* [EXERCISE OBJECTIVE]: Look through the material below and give the number of lines where the string "that" appears, without any other words.

[DATA SUPPLIED — start]

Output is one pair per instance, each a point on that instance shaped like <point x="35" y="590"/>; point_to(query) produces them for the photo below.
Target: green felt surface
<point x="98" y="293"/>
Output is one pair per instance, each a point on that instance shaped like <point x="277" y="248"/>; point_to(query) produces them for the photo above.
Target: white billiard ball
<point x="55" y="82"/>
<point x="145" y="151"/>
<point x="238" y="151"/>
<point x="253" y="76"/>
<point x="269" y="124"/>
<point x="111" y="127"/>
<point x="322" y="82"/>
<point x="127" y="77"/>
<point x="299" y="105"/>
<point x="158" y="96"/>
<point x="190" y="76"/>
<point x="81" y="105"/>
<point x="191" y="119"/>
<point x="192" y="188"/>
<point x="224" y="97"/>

[DATA SUPPLIED — finish]
[DATA SUPPLIED — start]

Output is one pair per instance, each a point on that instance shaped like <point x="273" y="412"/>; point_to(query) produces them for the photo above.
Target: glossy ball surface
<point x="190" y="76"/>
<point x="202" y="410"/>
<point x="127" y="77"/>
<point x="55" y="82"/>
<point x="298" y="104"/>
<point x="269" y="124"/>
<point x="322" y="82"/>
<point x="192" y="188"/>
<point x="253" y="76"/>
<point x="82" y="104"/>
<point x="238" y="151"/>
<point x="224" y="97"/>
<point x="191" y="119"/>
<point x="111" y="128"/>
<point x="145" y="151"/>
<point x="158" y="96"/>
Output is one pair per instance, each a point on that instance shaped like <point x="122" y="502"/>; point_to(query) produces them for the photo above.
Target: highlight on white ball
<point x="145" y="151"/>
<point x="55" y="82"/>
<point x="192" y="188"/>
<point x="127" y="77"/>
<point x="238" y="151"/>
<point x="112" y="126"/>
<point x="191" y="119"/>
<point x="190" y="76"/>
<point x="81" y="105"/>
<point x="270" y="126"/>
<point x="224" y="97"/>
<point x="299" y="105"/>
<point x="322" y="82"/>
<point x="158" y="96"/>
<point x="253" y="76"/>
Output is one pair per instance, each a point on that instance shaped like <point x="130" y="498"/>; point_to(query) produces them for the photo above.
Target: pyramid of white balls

[DATA SUPPLIED — finish]

* [EXPECTED OUTPUT]: 5